**Page excerpt:**

START

# barrel threads on weatherby mark V action



## meleagris (Dec 19, 2008)

Does anyone know if a barrel threaded for a Weatherby mark V will fit any other actions?  Long story short, I had taken my weatherby to a smithie to change barrels to a different caliber and I am now the owner of a nice douglas barrel threaded for a weatherby action and no action.  Anyway I would still like to use the barrel if I can find another action that it would fit.


----------



## Hammack (Dec 20, 2008)

a good smith can put that barrel in any action you supply him with.  I've used barrels threaded for winchester 70's in remington actions, and even put a barrel threaded for a mauser in a Remington once.  it take a bit of machine work as a bushing may have to be made, but it can be done.


----------



## meleagris (Dec 20, 2008)

*Thanks*

Thanks Hammack.  Can you recommend a good gunsmith somewhere near Tifton that would be willing to do that kind of work?


----------



## Hammack (Dec 20, 2008)

Well, what kind of action are you wanting to install the barrel into?  I know of a few good smiths, but not any really "close" to Tifton.


----------



## meleagris (Dec 21, 2008)

I wasn't sure if it could be used on anything but another mark V, but you say that I can use it with any action so I guess I'll just see what I can find reasonable.  I tend to lean toward the A-bolts, but I am really game for anything.  Any suggestions?  By the way I don't mind driving a few hours to get some quality work done.

END

**Data section:**

START

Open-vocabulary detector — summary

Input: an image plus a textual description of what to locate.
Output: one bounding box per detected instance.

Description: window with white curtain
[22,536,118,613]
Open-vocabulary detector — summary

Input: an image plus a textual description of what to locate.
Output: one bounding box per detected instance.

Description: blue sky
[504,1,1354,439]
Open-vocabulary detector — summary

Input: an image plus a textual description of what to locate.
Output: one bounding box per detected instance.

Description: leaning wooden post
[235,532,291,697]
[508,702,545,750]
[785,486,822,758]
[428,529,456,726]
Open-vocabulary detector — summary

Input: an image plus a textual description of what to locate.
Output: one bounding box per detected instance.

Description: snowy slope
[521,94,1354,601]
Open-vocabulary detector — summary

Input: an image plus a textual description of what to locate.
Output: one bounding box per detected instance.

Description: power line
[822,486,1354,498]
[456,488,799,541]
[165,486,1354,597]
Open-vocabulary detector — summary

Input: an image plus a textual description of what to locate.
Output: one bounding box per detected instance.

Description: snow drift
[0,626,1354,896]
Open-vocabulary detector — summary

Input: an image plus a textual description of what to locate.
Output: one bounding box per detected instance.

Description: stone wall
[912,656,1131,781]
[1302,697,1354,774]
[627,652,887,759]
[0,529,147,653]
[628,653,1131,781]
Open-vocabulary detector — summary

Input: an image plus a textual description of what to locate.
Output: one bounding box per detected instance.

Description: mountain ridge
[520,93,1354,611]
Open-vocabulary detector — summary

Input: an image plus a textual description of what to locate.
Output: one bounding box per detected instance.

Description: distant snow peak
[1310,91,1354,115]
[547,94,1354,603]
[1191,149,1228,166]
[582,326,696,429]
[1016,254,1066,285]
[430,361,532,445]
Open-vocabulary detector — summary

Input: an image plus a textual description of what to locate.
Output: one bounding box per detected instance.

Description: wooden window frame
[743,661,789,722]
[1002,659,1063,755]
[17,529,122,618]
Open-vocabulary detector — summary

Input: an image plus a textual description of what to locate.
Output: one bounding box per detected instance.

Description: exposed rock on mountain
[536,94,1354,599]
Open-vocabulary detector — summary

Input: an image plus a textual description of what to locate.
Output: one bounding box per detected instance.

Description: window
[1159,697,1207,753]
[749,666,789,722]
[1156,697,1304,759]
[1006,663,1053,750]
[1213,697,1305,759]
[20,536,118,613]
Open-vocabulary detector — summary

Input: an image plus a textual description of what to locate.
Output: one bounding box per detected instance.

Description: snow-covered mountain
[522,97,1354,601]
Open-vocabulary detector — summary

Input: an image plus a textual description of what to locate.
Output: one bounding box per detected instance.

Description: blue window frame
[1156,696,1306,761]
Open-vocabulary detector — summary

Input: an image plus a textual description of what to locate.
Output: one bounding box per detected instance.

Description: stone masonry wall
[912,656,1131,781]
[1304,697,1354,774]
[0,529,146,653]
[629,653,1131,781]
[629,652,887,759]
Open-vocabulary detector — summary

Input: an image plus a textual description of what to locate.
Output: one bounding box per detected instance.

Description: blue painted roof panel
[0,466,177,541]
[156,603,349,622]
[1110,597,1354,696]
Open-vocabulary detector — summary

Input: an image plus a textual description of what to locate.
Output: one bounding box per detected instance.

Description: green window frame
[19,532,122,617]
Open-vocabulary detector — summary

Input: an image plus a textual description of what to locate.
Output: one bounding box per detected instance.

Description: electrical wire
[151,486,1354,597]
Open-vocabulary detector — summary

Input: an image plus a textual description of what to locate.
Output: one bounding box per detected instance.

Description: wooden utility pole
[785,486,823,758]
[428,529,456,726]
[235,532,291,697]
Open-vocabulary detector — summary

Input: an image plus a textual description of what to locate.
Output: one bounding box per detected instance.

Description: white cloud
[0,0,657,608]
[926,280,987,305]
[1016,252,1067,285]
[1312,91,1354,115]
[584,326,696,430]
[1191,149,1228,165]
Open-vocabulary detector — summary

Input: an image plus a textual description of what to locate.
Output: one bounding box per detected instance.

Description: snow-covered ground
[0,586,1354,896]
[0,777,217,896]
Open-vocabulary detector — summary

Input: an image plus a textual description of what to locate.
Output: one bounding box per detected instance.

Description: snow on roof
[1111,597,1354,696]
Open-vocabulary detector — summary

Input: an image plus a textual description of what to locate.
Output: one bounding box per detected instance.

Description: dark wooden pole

END

**Written request:** Reproduce the entire forum thread on fitting a Weatherby Mark V barrel to other actions word for word. Use only the text for what comes next.

**Problem solution:**
# barrel threads on weatherby mark V action



## meleagris (Dec 19, 2008)

Does anyone know if a barrel threaded for a Weatherby mark V will fit any other actions?  Long story short, I had taken my weatherby to a smithie to change barrels to a different caliber and I am now the owner of a nice douglas barrel threaded for a weatherby action and no action.  Anyway I would still like to use the barrel if I can find another action that it would fit.


----------



## Hammack (Dec 20, 2008)

a good smith can put that barrel in any action you supply him with.  I've used barrels threaded for winchester 70's in remington actions, and even put a barrel threaded for a mauser in a Remington once.  it take a bit of machine work as a bushing may have to be made, but it can be done.


----------



## meleagris (Dec 20, 2008)

*Thanks*

Thanks Hammack.  Can you recommend a good gunsmith somewhere near Tifton that would be willing to do that kind of work?


----------



## Hammack (Dec 20, 2008)

Well, what kind of action are you wanting to install the barrel into?  I know of a few good smiths, but not any really "close" to Tifton.


----------



## meleagris (Dec 21, 2008)

I wasn't sure if it could be used on anything but another mark V, but you say that I can use it with any action so I guess I'll just see what I can find reasonable.  I tend to lean toward the A-bolts, but I am really game for anything.  Any suggestions?  By the way I don't mind driving a few hours to get some quality work done.